Dataset entries:
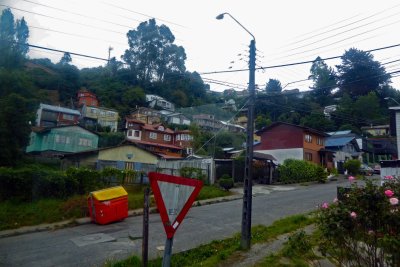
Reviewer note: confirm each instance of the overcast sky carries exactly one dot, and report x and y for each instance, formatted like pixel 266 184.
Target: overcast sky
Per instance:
pixel 285 31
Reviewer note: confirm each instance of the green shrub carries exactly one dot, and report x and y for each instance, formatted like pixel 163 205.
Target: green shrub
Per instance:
pixel 195 173
pixel 362 228
pixel 352 166
pixel 226 182
pixel 297 171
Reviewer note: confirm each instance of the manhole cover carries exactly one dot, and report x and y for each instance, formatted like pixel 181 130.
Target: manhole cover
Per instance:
pixel 92 239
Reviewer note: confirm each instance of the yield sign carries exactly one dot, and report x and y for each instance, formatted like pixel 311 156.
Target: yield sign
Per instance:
pixel 174 196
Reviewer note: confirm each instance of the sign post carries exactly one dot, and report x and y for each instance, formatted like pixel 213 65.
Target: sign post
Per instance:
pixel 174 196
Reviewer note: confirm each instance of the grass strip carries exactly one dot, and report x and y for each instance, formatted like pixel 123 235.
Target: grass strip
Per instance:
pixel 217 251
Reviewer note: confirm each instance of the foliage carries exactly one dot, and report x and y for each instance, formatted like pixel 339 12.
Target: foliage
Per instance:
pixel 296 171
pixel 359 73
pixel 226 182
pixel 195 173
pixel 15 115
pixel 13 39
pixel 152 52
pixel 273 86
pixel 352 166
pixel 219 251
pixel 33 182
pixel 363 227
pixel 324 82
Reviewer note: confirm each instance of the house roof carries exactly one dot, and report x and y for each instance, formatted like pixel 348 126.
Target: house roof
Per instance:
pixel 39 129
pixel 154 144
pixel 311 130
pixel 60 109
pixel 338 141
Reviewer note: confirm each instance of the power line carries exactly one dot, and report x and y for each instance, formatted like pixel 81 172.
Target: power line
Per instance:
pixel 61 19
pixel 78 14
pixel 297 63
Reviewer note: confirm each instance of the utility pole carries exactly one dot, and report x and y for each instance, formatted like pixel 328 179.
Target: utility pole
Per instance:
pixel 248 173
pixel 248 176
pixel 109 54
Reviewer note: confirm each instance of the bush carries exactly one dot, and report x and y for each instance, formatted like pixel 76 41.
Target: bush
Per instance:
pixel 226 182
pixel 296 171
pixel 195 173
pixel 352 166
pixel 362 228
pixel 34 182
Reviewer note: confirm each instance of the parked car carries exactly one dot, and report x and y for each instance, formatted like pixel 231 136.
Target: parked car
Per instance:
pixel 377 169
pixel 366 170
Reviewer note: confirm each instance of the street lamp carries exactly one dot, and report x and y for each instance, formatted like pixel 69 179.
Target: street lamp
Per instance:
pixel 394 100
pixel 248 175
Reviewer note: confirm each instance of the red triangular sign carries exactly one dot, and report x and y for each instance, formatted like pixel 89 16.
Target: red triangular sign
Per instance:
pixel 174 196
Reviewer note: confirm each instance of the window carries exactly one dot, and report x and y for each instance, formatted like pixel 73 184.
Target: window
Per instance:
pixel 68 116
pixel 85 142
pixel 153 135
pixel 320 141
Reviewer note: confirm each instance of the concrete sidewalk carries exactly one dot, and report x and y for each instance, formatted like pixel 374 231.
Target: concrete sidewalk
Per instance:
pixel 86 220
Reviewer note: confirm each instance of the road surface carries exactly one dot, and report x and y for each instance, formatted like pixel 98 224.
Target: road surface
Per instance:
pixel 93 245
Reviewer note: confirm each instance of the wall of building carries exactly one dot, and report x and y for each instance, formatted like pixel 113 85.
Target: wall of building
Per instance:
pixel 282 154
pixel 281 137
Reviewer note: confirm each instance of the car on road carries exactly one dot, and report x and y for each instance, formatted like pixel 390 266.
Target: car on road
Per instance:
pixel 366 170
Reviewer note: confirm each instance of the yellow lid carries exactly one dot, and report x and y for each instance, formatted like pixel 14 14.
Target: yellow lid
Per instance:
pixel 109 193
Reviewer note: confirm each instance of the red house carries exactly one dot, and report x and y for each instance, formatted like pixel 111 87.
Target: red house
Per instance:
pixel 284 141
pixel 87 98
pixel 158 139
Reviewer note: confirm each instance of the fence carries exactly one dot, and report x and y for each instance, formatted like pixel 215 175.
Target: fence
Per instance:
pixel 172 167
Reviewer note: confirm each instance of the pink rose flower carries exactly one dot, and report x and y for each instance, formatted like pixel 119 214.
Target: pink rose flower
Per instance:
pixel 394 201
pixel 389 193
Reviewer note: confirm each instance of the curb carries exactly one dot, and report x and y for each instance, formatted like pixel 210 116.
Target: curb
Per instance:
pixel 87 220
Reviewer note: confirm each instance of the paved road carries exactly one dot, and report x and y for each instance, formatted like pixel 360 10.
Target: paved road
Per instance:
pixel 92 245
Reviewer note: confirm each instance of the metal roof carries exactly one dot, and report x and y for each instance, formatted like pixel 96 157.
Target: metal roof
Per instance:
pixel 337 141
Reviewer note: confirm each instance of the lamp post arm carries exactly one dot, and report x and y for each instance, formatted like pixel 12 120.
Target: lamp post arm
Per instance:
pixel 239 24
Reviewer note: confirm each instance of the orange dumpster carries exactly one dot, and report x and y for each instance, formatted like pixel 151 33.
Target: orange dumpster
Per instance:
pixel 108 205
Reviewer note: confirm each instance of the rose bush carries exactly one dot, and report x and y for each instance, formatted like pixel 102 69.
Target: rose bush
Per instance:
pixel 363 227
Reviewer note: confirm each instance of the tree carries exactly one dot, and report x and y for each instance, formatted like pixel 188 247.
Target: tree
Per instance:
pixel 360 74
pixel 15 114
pixel 152 53
pixel 273 86
pixel 324 81
pixel 13 40
pixel 66 59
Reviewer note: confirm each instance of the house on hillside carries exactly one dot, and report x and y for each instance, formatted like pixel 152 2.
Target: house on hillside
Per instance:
pixel 106 117
pixel 51 116
pixel 158 139
pixel 346 147
pixel 60 140
pixel 155 101
pixel 146 115
pixel 288 141
pixel 124 157
pixel 93 114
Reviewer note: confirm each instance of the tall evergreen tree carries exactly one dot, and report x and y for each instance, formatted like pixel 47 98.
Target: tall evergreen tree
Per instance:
pixel 360 74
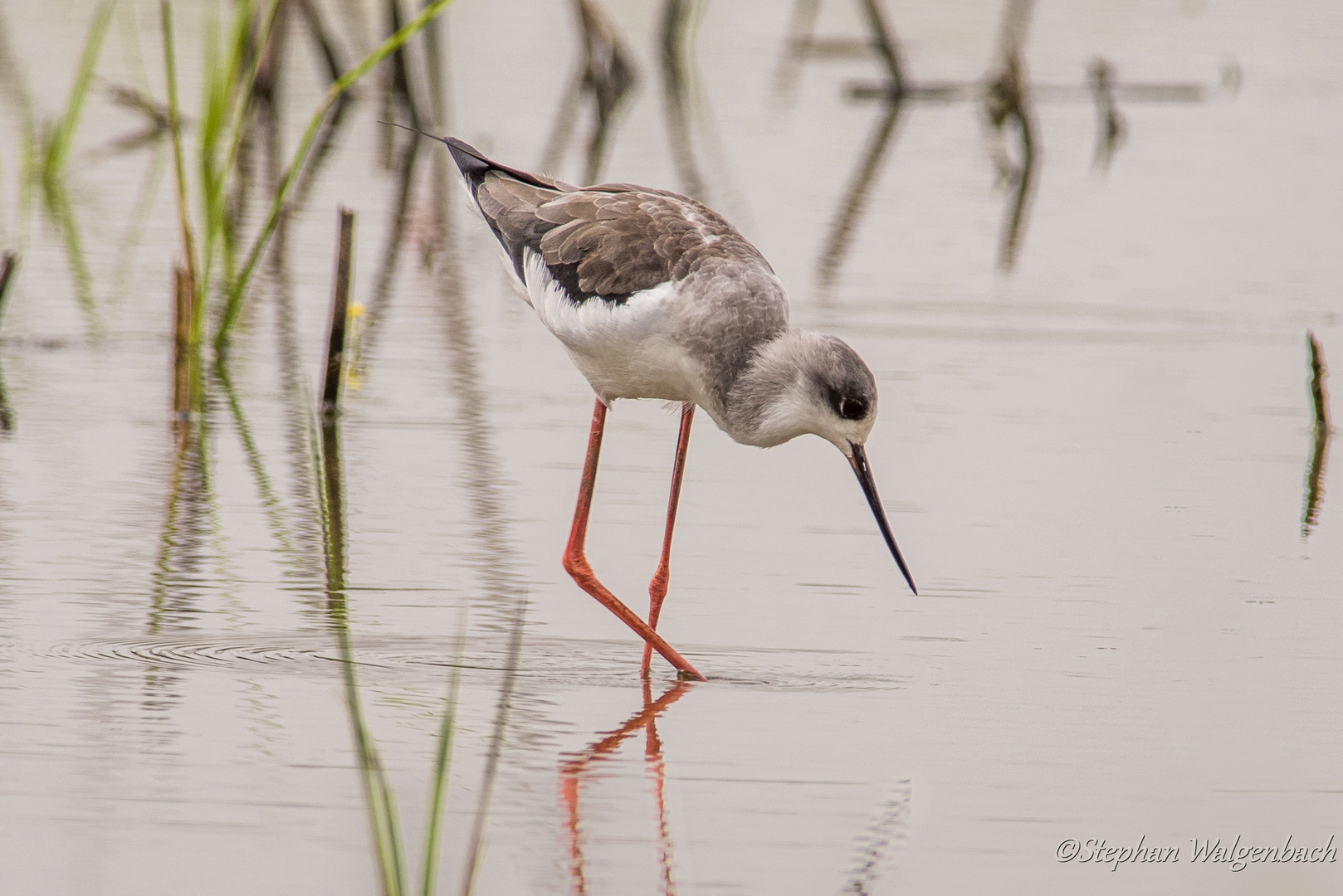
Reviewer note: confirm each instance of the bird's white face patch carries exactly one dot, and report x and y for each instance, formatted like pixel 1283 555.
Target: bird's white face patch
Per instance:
pixel 798 410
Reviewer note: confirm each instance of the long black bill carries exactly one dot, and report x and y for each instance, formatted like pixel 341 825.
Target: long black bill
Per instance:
pixel 869 486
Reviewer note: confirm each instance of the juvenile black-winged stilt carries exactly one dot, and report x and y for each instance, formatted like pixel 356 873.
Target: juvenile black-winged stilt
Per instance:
pixel 656 296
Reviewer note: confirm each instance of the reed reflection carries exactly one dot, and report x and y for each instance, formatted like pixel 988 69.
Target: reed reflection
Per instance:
pixel 1008 109
pixel 1321 431
pixel 575 767
pixel 608 77
pixel 493 557
pixel 379 800
pixel 8 265
pixel 680 90
pixel 886 833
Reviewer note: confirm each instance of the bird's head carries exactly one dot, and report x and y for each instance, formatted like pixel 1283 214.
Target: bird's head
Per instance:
pixel 803 383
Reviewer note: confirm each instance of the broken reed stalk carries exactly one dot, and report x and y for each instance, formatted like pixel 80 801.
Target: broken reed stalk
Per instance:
pixel 7 268
pixel 277 207
pixel 175 128
pixel 340 312
pixel 1319 373
pixel 184 314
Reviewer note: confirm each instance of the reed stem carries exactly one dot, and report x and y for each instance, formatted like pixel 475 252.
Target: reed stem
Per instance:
pixel 340 314
pixel 277 207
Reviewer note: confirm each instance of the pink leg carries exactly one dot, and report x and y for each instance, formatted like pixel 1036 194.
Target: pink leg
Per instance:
pixel 576 563
pixel 658 586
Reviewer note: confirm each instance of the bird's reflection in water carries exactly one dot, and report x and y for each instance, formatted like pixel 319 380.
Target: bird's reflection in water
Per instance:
pixel 574 768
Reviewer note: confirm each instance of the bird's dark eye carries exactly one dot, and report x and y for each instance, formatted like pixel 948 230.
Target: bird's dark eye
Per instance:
pixel 853 409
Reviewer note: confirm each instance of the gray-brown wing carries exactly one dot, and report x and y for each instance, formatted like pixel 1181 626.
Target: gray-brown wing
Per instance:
pixel 608 241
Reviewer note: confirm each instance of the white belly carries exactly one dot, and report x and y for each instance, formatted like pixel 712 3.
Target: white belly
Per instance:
pixel 626 349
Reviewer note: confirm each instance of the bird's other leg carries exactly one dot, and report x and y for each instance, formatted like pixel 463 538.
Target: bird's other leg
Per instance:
pixel 576 563
pixel 658 586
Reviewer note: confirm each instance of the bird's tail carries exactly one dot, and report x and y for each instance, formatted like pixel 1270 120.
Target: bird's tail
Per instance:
pixel 474 165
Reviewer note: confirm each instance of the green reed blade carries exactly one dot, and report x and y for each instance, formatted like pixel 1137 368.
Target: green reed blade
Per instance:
pixel 335 91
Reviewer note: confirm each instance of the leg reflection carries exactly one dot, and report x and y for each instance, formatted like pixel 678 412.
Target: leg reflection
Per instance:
pixel 574 767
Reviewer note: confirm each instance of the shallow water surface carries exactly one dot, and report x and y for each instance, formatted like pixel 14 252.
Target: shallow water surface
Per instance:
pixel 1096 446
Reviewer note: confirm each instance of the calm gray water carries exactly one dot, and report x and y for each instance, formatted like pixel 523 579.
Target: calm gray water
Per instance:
pixel 1097 464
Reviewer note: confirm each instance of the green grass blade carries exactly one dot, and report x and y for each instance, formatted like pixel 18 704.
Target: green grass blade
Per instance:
pixel 337 89
pixel 58 145
pixel 179 165
pixel 442 761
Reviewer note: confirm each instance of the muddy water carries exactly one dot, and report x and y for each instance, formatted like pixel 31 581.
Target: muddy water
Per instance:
pixel 1099 464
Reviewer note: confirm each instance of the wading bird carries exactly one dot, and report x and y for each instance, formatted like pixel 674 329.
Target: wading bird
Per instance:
pixel 656 296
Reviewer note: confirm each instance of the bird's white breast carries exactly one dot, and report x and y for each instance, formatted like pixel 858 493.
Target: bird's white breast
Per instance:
pixel 625 349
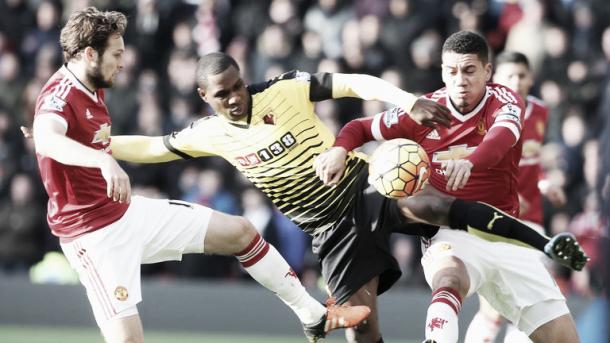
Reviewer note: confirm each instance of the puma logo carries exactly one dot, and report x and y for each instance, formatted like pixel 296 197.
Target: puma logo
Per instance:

Description of the task:
Look through the entries above and list every line containing "muddy".

Response area:
Reviewer note: confirm each instance of the muddy water carries exactly one dot, and report x and y for each instance, formatted like pixel 31 581.
Target: muddy water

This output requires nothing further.